◆ TEXTE PROPOSÉ ◆
•••
Enfin, le Conseil européen réaffirmera la perspective européenne de l’Ukraine et de la Moldavie. Il saluera les progrès réalisés vers l’adhésion à l’UE sur la base de l’évaluation orale que rendra la Commission cette semaine, à l’occasion du conseil Affaires générales informel de Stockholm auquel je participerai demain et après-demain.

Le Président de la République a été très clair à l’occasion de son discours à Bratislava : la question pour nous n’est pas de savoir si nous devons élargir l’UE – nous y avons répondu il y a un an – ni quand nous devons le faire – pour nous, le plus vite possible –, mais bien comment.

Permettez-moi d’en profiter pour saluer le déplacement des sénatrices Marta de Cidrac et Gisèle Jourda, ainsi que du sénateur André Reichardt, en Moldavie. Nous en avions parlé lors de ma dernière audition, me semble-t-il.

La manifestation du soutien de la France à l’intégration européenne exprimée par ce déplacement est essentielle. Nicolae Popescu a d’ailleurs eu l’occasion de répéter la semaine dernière au bureau de la commission des affaires européennes combien le soutien de la France était apprécié à Chisinau.

Deuxièmement, une large partie du Conseil européen sera consacrée aux questions économiques, dans leurs dimensions multiples.

Un point sera fait sur la mise en œuvre des décisions prises par le Conseil européen en février et en mars dernier concernant la réduction des dépendances stratégiques, le renforcement de la politique industrielle européenne et notre réponse à l’Inflation Reduction Act.

Les chefs d’État et de gouvernement débattront surtout de la stratégie de sécurité économique européenne. Lors de son discours à La Haye, à l’institut Nexus, le Président de la République a esquissé les contours de cette nouvelle doctrine, dont l’objectif est d’assurer pleinement notre souveraineté. Elle repose sur cinq piliers complémentaires.

Le premier pilier est la compétitivité. Nous devons continuer d’innover, de réformer et de renforcer nos systèmes éducatifs et de formation. Nous devons aussi approfondir le marché unique pour favoriser l’émergence d’acteurs économiques européens plus forts.

Le deuxième pilier concerne la politique industrielle. Je serai contente d’entendre que la France a joué un rôle clé pour faire progresser la politique industrielle européenne : ce concept n’est désormais plus un tabou. L’Europe doit continuer en ce sens pour asseoir son leadership industriel.

Les trois piliers suivants, allant du plus défensif au plus ouvert, dessinent quant à eux une géométrie de la sécurité économique européenne.

Le troisième pilier est le volet le plus défensif. Il vise la protection des intérêts stratégiques de l’Europe. Il s’agit de protéger nos entreprises contre les actions hostiles et les distorsions de concurrence, de réduire les dépendances stratégiques de l’UE, de protéger notre propriété intellectuelle et de mobiliser nos instruments de défense commerciale.
•••
◆ CONSIGNES ◆
[A] Extrayez du texte proposé, mot pour mot, le passage allant de « Le Président de la République a été » jusqu'à « mais bien comment. ».
[B] D'après le texte proposé, sur combien de piliers repose la stratégie de sécurité économique européenne ?
[C] Reformulez sous forme de liste le paragraphe du texte proposé commençant par « Le troisième pilier est le volet le plus défensif », en conservant ses informations essentielles.
Appuyez-vous exclusivement sur le texte proposé.
•••
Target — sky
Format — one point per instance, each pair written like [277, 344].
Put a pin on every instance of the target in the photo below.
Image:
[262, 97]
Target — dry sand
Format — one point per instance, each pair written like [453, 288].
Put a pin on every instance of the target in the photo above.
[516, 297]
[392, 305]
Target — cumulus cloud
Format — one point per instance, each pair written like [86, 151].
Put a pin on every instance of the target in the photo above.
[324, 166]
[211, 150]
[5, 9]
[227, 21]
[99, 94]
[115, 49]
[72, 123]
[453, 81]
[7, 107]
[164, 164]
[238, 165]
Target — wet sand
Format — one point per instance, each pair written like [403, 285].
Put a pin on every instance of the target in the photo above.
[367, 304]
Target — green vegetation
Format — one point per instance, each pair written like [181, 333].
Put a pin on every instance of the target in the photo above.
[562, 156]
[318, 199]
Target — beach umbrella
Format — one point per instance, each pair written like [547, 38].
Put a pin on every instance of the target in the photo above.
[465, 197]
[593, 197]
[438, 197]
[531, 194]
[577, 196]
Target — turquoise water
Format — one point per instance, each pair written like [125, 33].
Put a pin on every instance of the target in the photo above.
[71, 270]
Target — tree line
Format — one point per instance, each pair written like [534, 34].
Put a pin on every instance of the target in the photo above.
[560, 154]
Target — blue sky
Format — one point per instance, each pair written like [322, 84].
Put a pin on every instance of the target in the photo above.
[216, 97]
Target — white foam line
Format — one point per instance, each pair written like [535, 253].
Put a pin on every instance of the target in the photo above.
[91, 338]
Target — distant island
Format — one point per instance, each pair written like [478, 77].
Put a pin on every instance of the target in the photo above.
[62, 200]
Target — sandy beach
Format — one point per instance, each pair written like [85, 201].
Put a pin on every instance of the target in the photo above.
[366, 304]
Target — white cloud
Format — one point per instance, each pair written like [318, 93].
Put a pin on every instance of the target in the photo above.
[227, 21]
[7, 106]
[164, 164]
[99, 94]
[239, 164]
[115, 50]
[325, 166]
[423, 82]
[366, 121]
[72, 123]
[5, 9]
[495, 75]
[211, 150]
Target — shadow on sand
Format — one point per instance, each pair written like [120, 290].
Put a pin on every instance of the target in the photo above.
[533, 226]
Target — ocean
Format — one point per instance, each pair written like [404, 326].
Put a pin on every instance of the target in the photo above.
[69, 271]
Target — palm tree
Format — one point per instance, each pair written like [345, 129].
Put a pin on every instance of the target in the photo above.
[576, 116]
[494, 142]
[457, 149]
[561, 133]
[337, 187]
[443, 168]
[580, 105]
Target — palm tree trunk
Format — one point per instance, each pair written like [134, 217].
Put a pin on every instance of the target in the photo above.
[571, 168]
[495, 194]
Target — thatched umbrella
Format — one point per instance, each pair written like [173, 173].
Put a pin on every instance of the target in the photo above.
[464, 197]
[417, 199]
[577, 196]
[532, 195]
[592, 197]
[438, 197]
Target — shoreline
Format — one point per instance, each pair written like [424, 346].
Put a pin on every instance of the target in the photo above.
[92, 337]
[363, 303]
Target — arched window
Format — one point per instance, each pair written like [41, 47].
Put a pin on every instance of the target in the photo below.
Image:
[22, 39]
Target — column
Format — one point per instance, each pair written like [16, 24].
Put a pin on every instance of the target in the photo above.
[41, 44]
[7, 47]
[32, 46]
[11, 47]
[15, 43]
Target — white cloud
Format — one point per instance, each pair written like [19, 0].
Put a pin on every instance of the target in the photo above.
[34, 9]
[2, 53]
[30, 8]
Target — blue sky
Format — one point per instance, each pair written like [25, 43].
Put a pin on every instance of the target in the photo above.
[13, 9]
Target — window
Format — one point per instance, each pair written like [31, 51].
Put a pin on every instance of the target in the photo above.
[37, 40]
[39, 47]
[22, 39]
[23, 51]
•••
◆ CORRIGÉ ◆
[A]
Le Président de la République a été très clair à l’occasion de son discours à Bratislava : la question pour nous n’est pas de savoir si nous devons élargir l’UE – nous y avons répondu il y a un an – ni quand nous devons le faire – pour nous, le plus vite possible –, mais bien comment.

[B] Elle repose sur cinq piliers complémentaires.

[C]
Troisième pilier, le plus défensif : protection des intérêts stratégiques de l'Europe.
- Protéger les entreprises contre les actions hostiles et les distorsions de concurrence
- Réduire les dépendances stratégiques de l'UE
- Protéger la propriété intellectuelle
- Mobiliser les instruments de défense commerciale